EXERCISE TASKS:
A. Answer these from the tennis report:
(i) How many major titles does Djokovic own?
(ii) In what year did Federer beat Djokovic in the U.S. Open final?
(iii) At which tournament did Federer win their most recent match?
B. Rewrite the paragraph of the tennis report that starts "It is their record-tying" as a short list, keeping its main facts.
C. Duplicate the passage of the tennis report that starts at the words "Those results set" and stops after "two months ago.".

TEXT:
+-------+

Those results set up a blockbuster for Sunday's final: No. 1 Djokovic, owner of nine major titles, against No. 2 Federer, owner of a record 17.
"There's a lot on the line always when we play against each other," said Federer, who beat Djokovic in the 2007 U.S. Open final but lost semifinals to him in 2010 and 2011, both 7-5 in the fifth set.
It is their record-tying 42nd career matchup overall — in the Open era, which dates to 1968, only Djokovic and Rafael Nadal have played each other that often) — and Federer leads 21-20. He won their most recent match, on a hard court last month at the Cincinnati Masters. This will be their sixth meeting of 2015, all in finals, and Djokovic has won three of those, including the Wimbledon final two months ago.

+-------+

SUPPLIED INFORMATION:
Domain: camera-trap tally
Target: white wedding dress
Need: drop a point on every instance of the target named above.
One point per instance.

+-------+

RESPONSES TO THE EXERCISE:
A.
(i) Nine.
(ii) 2007.
(iii) The Cincinnati Masters.

B.
- This is Djokovic and Federer's 42nd career match, tying a record that only Djokovic and Nadal share in the Open era (since 1968).
- Federer leads their head-to-head 21-20.
- Federer won their latest match last month, on a hard court at the Cincinnati Masters.
- It is their sixth meeting of 2015, all in finals.
- Djokovic has won three of those, including the Wimbledon final two months ago.

C.
Those results set up a blockbuster for Sunday's final: No. 1 Djokovic, owner of nine major titles, against No. 2 Federer, owner of a record 17.
"There's a lot on the line always when we play against each other," said Federer, who beat Djokovic in the 2007 U.S. Open final but lost semifinals to him in 2010 and 2011, both 7-5 in the fifth set.
It is their record-tying 42nd career matchup overall — in the Open era, which dates to 1968, only Djokovic and Rafael Nadal have played each other that often) — and Federer leads 21-20. He won their most recent match, on a hard court last month at the Cincinnati Masters. This will be their sixth meeting of 2015, all in finals, and Djokovic has won three of those, including the Wimbledon final two months ago.